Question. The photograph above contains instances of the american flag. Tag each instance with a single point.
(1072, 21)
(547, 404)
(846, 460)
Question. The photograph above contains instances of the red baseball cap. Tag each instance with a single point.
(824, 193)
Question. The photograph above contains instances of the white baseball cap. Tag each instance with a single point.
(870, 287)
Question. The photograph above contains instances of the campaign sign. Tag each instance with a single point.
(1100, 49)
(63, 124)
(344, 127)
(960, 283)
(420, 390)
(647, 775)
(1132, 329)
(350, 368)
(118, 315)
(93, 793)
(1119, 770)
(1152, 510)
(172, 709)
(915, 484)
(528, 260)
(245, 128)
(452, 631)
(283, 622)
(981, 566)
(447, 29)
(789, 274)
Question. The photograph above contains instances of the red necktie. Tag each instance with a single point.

▬▬▬▬▬▬▬▬▬▬

WORK TO BE COMPLETED — Each record should be repeated in full, exactly as it is written.

PROBLEM SOLUTION —
Question. The photograph above contains instances of the american flag. Tag each instance with a single point.
(1072, 21)
(547, 404)
(846, 460)
Question. The photograph above contains instances of the red baseball cap. Tag each instance with a single point.
(824, 193)
Question. The photograph above contains instances of the white baseball cap. Tag each instance with a single point.
(870, 287)
Question. The photograph above contains instances of the campaign sign. Tag each instance with a single point.
(1100, 49)
(63, 124)
(344, 127)
(960, 283)
(420, 390)
(647, 775)
(1132, 329)
(350, 368)
(118, 315)
(93, 793)
(1119, 770)
(1152, 510)
(172, 709)
(915, 484)
(528, 260)
(245, 128)
(452, 631)
(283, 622)
(981, 566)
(447, 29)
(789, 274)
Question. The photograph above contains instances of the red necktie. Tag each instance with a single point.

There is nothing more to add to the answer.